-- start --
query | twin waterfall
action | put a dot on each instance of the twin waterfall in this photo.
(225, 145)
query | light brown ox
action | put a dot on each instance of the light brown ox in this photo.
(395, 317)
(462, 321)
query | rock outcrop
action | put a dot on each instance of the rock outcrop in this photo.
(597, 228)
-- end --
Problem statement
Render every line of the records above as a numbered list, leaving out any blank lines.

The reply
1. query | twin waterfall
2. action | put a dot on each instance of the twin waterfall in this photo.
3. (225, 145)
4. query | light brown ox
5. action | put a dot on each instance of the light brown ox in this photo.
6. (395, 317)
7. (462, 321)
8. query | rock outcrop
9. action | put a dot on each instance of the rock outcrop in this photo.
10. (597, 228)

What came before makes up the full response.